Original Article

Scholarly Productivity of US Medical Schools Before and During the COVID-19 Pandemic

Authors: Catherine Gray, BS, Jhojana L. Infante Linares, MS, Karlene Cunningham, PhD, Dmitry Tumin, PhD

Abstract

Objectives: The coronavirus disease 2019 pandemic profoundly disrupted scientific research but was accompanied by a rapid increase in biomedical research focused on this new disease. We aimed to study how the academic productivity of US medical schools changed during the pandemic and what structural characteristics of medical schools were associated with trends in scholarly publication.

Methods: Annual totals of publications for each US Doctor of Medicine–granting medical school were extracted for 2019 to 2021 from the Scopus database, and schools were categorized a priori as experiencing a sustained increase in publications, a transient increase in publications, or no increase in publications. Bivariate tests compared school characteristics among these three groups.

Extracted records
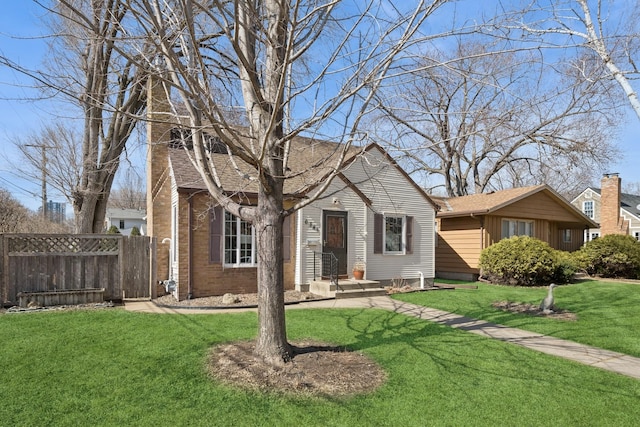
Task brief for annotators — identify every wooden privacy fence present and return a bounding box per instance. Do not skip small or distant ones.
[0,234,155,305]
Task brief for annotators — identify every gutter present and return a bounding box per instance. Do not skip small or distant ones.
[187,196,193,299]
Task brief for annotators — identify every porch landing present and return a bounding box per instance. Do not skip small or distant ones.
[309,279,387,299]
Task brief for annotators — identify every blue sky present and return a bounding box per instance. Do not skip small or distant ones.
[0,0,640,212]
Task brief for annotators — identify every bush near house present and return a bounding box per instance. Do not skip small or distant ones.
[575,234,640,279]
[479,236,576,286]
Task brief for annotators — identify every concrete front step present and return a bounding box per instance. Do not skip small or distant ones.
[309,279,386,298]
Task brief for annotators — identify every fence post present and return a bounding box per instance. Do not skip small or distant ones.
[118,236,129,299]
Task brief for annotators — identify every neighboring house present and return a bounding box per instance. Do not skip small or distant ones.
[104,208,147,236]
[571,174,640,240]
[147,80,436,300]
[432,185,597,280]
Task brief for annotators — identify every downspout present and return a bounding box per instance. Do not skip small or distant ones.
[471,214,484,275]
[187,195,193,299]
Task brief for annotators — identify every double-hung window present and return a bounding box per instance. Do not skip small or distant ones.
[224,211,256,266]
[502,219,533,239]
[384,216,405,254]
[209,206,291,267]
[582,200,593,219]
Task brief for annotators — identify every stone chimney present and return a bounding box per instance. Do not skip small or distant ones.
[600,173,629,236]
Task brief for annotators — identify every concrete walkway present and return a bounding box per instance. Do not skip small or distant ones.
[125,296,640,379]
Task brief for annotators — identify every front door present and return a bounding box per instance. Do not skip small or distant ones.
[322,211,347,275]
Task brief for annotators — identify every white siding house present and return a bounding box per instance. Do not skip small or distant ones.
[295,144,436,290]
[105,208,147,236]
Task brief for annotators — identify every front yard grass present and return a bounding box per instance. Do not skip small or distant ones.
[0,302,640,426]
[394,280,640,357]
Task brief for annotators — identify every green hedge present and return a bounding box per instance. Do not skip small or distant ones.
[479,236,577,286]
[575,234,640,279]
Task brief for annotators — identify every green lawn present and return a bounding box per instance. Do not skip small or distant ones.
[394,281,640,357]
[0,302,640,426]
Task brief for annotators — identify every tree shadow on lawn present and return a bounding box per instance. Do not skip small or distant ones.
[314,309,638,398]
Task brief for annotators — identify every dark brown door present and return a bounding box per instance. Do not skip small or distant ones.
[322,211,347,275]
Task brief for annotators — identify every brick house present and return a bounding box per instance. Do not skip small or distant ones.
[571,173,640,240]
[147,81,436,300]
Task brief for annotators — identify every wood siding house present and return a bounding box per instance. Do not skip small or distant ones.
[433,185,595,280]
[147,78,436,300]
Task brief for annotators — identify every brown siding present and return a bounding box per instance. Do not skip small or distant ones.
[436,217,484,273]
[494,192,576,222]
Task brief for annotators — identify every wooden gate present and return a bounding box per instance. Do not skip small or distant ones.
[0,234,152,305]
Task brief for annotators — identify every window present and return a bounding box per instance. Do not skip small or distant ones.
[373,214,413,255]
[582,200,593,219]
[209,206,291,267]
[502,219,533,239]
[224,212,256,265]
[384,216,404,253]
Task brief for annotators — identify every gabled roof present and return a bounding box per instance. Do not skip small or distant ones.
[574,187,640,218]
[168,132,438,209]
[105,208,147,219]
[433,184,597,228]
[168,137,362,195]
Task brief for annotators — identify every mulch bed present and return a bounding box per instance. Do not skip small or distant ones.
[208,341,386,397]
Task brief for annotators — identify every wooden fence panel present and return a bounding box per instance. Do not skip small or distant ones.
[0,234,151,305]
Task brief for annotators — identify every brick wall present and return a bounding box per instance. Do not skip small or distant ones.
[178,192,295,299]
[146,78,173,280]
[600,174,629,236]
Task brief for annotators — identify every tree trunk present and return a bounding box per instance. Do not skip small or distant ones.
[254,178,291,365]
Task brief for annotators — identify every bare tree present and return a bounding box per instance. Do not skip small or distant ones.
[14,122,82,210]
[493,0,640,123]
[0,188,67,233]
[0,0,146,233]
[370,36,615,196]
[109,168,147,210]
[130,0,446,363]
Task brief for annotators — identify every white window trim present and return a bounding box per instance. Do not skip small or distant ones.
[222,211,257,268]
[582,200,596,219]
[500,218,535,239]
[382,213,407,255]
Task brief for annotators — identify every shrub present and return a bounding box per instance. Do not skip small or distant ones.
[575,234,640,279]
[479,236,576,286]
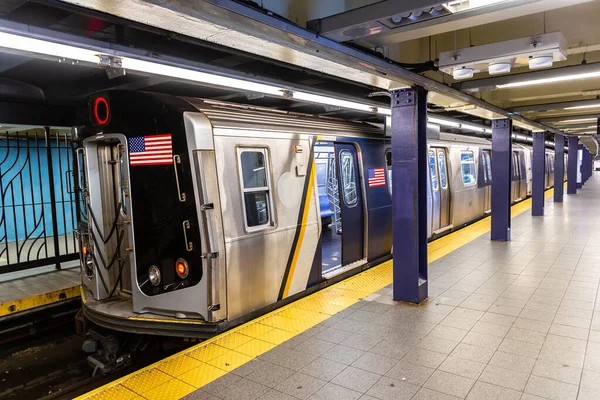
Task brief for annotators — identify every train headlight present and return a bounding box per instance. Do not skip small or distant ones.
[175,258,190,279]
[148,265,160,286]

#### WHAT THIS EXERCISE ASKS:
1 - Answer these questions from the medical school publishing abstract:
(a) From which database were the annual publication totals taken?
(b) Which years did the publication data cover?
(c) What kind of research increased rapidly alongside the pandemic?
2 - Resume the abstract on medical school publishing after its final sentence.
The rows have no connection to the text on medical school publishing.

#### YOUR WRITTEN ANSWERS:
1 -
(a) Scopus
(b) 2019 to 2021
(c) Biomedical research focused on this new disease

2 -
Results: Of 139 Doctor of Medicine–granting medical schools, 79% experienced sustained growth in publications from 2019 to 2021, 6% experienced transient growth, and 14% experienced no growth. Sustained growth in publications was associated with being affiliated with a research-intensive university, larger faculty size, the presence of an Emergency Medicine residency, having higher baseline National Institutes of Health funding, and experiencing higher coronavirus disease 2019 infection rates in the local community during the early months of the pandemic. Among predominantly White institutions, a higher diversity of female faculty was associated with a higher likelihood of experiencing transient rather than sustained growth in publications.

Conclusions: Our results demonstrate that scientific output increased during the pandemic at most medical schools, despite significant barriers to research experienced by individual investigators. Further attention is needed to enhance equity in research opportunities, considering diverging trends in productivity between more- and less-advantaged schools, however.